#### [TASK STATEMENT]
Nothing outside the range below should be printed. Output exactly the lines from the line with "Target: grass lawn" to the line with "Target: garden spade", both included.

#### [TASK INPUT]
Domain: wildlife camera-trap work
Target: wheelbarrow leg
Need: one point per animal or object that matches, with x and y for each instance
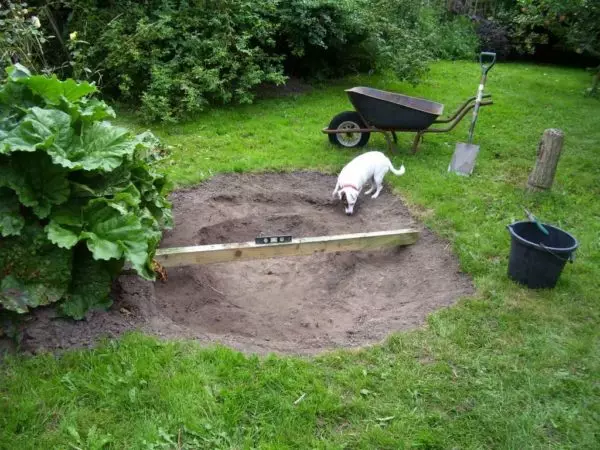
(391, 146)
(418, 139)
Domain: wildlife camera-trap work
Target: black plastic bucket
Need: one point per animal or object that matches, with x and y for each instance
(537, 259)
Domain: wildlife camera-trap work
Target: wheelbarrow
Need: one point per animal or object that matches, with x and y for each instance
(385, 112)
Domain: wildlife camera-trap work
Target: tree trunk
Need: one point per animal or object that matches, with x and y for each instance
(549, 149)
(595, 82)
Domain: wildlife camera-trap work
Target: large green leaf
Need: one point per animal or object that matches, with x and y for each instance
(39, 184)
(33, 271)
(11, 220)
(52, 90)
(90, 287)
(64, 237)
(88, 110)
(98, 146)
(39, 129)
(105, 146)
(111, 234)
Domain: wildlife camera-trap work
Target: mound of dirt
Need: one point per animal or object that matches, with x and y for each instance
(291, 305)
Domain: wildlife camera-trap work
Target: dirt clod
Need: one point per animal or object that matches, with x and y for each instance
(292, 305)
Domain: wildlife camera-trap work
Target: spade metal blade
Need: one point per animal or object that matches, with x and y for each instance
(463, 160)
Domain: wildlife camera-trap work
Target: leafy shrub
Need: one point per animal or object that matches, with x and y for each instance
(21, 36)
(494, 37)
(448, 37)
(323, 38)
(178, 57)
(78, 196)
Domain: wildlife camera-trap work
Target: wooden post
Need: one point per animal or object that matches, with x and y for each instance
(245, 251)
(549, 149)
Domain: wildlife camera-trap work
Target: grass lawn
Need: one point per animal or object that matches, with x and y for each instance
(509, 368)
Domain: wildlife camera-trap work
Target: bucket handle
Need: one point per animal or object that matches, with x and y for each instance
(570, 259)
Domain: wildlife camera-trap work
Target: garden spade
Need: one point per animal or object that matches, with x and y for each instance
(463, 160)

==

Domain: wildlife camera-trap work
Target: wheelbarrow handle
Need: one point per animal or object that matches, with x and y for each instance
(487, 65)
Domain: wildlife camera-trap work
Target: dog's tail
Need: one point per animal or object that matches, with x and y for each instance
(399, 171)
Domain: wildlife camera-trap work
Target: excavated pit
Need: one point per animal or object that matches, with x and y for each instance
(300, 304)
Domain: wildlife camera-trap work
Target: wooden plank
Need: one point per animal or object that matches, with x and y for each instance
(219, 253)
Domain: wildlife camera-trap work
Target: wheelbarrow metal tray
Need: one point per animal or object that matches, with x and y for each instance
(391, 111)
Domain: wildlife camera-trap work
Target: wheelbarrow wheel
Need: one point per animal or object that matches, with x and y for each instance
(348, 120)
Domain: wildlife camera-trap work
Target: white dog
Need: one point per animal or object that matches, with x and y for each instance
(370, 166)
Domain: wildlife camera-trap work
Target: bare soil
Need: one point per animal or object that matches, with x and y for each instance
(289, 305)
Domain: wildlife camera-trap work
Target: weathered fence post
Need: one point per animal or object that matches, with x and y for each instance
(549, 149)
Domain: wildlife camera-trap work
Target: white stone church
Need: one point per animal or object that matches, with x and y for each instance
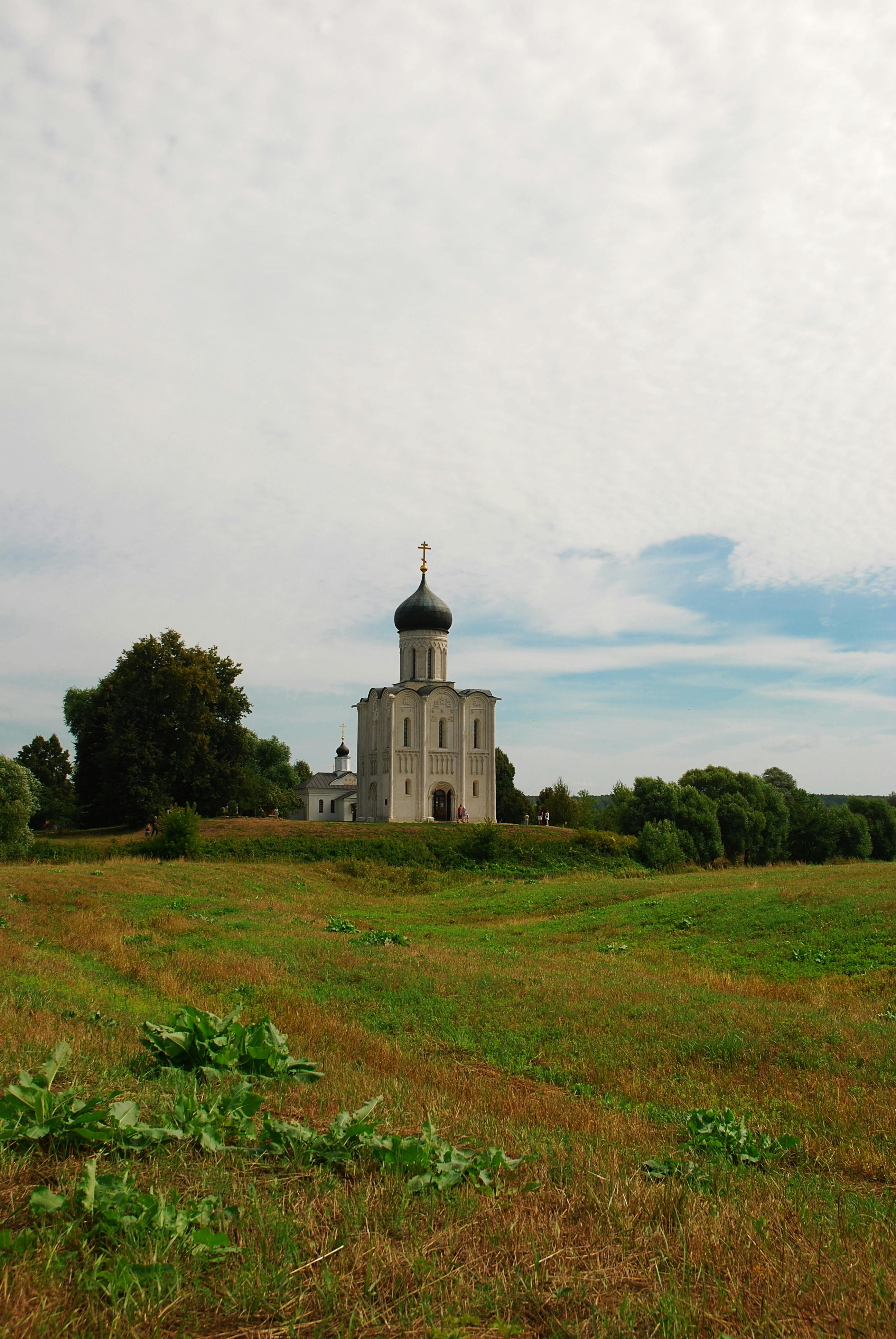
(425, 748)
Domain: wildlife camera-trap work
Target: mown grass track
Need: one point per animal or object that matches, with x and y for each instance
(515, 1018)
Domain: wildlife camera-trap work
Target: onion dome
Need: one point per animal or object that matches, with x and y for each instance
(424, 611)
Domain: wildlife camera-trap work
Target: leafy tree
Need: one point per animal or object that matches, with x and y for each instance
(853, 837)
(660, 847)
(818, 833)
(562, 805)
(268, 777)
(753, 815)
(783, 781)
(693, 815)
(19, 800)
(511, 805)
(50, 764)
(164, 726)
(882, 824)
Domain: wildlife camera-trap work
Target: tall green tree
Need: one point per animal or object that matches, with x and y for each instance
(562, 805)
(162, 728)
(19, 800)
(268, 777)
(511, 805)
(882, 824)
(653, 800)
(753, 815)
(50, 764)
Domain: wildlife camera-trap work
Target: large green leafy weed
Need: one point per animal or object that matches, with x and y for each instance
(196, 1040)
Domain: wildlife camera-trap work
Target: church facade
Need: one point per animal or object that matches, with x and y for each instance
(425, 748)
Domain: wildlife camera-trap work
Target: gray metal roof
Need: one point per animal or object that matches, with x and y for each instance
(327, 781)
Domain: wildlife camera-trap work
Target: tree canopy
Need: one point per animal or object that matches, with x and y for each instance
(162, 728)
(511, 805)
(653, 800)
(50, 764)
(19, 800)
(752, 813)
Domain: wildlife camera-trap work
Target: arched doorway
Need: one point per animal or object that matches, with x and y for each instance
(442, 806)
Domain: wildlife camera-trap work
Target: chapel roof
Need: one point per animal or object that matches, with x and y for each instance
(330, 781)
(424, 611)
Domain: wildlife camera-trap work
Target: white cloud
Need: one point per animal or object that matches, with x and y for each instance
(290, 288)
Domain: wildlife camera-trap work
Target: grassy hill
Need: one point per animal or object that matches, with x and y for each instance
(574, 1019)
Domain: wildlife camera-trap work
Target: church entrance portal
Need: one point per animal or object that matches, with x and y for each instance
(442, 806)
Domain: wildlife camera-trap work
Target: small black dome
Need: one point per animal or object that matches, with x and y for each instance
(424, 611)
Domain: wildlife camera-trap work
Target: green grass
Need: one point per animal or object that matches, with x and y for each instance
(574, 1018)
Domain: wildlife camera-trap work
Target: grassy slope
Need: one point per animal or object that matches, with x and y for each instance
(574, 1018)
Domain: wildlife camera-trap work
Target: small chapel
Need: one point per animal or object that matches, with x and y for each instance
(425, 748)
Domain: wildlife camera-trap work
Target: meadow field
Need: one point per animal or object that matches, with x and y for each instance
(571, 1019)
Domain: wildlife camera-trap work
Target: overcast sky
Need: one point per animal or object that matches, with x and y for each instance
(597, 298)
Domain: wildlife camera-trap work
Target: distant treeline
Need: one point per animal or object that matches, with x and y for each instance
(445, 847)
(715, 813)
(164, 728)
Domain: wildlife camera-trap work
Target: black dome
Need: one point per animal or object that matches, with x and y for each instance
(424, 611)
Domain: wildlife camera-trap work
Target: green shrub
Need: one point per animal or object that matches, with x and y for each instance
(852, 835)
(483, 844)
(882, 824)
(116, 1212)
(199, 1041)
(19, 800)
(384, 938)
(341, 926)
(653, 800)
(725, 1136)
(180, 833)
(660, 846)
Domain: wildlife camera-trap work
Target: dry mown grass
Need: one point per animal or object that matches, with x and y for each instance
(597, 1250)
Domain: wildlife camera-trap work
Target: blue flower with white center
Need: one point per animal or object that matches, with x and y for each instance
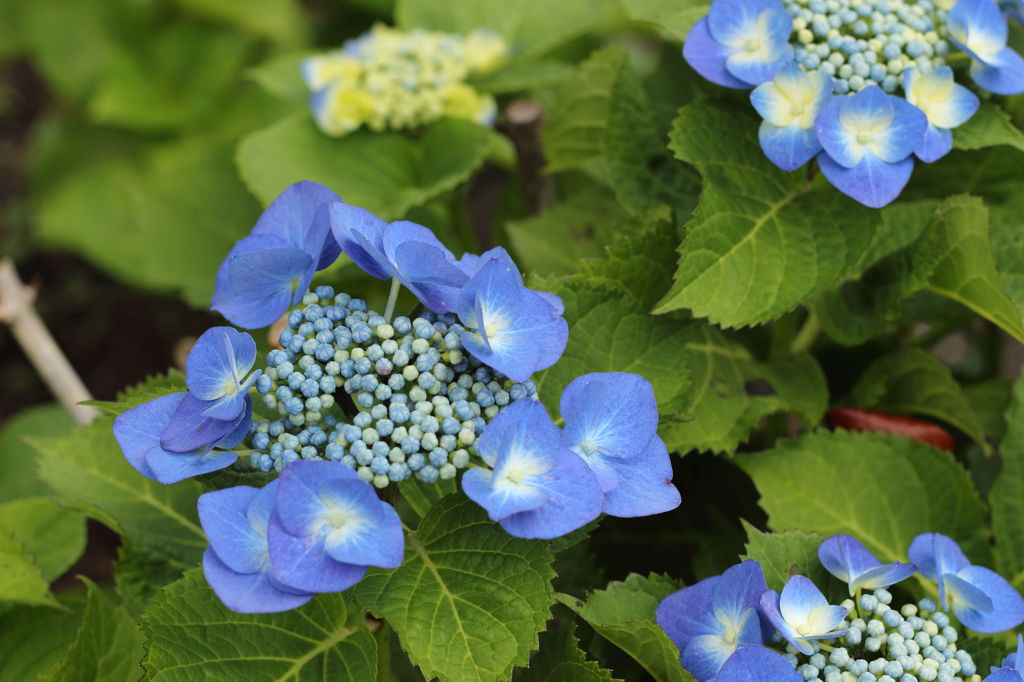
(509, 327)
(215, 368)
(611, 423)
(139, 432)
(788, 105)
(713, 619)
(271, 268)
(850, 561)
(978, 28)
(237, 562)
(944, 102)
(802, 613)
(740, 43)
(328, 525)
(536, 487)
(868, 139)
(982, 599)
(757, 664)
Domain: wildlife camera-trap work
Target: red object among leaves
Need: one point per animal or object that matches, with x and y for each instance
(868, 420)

--

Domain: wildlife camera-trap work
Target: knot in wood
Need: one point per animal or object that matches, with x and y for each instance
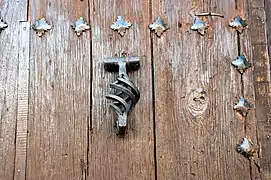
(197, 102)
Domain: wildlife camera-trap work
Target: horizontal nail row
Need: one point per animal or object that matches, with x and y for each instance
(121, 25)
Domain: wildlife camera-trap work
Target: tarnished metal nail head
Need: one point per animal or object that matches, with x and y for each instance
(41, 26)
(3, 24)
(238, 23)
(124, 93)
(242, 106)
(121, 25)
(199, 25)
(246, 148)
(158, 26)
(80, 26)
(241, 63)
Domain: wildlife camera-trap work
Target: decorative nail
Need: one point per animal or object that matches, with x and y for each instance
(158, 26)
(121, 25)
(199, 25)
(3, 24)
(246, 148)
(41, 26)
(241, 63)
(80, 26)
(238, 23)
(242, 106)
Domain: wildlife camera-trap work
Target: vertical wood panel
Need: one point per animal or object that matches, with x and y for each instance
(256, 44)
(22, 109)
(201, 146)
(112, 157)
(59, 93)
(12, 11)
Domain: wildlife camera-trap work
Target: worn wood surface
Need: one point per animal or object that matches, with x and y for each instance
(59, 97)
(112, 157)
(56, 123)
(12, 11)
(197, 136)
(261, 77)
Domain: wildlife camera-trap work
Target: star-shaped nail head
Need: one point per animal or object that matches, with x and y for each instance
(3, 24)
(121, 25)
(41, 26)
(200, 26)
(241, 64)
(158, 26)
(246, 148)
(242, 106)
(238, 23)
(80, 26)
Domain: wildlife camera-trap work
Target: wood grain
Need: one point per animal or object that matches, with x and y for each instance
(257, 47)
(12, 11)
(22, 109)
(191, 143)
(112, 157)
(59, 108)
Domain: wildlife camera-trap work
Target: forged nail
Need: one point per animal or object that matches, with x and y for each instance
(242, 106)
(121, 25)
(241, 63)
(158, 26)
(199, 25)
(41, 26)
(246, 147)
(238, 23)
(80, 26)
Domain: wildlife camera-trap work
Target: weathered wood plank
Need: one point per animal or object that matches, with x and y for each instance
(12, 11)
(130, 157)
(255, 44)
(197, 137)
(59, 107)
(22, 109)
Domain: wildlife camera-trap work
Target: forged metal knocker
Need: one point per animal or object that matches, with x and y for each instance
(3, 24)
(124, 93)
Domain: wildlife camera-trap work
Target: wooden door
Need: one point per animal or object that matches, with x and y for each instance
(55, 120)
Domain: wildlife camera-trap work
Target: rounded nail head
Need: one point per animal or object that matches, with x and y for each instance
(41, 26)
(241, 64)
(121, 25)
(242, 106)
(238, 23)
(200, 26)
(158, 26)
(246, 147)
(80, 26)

#### [RESPONSE BELOW]
Target: grass lawn
Need: one point per animal or object that matches, with x and y for each instance
(509, 368)
Domain: wildlife camera-trap work
Target: bucket handle
Need: one point per animal or object that matches, with x and y for each instance
(570, 259)
Domain: wildlife camera-trap work
Target: garden spade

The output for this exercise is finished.